■ What is required
Count the lines in the listing below that contain the word "vest". Reply with the number only.

■ Exercise material
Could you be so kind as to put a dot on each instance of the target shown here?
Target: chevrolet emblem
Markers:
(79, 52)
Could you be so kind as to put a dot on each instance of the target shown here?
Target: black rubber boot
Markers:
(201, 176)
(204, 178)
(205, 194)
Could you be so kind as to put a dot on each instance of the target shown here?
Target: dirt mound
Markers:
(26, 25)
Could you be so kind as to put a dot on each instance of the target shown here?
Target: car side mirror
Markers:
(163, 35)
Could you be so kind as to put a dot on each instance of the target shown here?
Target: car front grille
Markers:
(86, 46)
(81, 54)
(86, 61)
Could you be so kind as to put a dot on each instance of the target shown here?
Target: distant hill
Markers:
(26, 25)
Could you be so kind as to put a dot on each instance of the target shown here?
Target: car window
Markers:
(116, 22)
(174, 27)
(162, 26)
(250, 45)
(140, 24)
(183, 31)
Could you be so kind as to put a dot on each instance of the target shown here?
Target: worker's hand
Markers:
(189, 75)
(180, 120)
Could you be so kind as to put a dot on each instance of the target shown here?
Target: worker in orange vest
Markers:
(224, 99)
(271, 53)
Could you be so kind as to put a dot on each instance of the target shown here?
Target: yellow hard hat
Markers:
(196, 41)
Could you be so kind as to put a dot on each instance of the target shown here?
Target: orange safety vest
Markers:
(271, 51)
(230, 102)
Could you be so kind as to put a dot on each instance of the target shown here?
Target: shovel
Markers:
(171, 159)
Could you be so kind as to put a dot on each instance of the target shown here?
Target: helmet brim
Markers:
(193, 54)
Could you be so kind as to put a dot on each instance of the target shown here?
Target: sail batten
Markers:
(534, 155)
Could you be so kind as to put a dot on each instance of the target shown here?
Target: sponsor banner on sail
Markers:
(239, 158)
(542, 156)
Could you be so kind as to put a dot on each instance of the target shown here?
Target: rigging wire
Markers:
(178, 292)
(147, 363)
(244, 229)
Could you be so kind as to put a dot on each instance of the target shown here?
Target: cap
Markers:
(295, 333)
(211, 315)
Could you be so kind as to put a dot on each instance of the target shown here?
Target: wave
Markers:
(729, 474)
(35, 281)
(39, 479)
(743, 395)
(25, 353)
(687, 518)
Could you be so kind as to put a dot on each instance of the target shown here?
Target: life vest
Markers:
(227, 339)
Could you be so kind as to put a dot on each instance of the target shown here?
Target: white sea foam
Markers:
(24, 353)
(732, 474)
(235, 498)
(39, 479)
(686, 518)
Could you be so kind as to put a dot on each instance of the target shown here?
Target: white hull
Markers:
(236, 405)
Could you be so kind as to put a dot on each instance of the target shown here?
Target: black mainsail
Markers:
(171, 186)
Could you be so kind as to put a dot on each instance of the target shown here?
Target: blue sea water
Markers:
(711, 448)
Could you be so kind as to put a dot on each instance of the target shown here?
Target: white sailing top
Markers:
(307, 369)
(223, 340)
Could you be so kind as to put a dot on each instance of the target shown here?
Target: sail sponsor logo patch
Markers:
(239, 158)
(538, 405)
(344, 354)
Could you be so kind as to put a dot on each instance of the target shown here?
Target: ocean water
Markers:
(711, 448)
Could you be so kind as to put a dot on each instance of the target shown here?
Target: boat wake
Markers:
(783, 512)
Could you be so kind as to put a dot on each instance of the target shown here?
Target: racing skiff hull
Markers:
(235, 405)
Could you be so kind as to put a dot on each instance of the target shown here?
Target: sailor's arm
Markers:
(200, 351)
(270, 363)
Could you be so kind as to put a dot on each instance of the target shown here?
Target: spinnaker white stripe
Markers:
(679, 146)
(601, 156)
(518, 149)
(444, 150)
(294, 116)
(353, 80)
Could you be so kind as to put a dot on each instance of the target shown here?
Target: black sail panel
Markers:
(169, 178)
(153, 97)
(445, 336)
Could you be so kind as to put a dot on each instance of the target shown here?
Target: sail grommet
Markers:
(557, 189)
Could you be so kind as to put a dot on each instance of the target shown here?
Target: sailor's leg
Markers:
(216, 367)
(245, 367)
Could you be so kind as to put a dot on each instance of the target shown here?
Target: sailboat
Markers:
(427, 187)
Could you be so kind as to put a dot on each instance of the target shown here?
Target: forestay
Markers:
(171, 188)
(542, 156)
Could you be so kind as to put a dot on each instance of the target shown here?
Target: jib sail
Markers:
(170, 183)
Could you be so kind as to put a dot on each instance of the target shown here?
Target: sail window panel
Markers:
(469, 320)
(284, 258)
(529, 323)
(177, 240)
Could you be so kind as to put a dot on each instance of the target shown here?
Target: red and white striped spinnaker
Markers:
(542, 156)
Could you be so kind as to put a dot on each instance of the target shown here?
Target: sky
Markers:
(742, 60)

■ Task response
3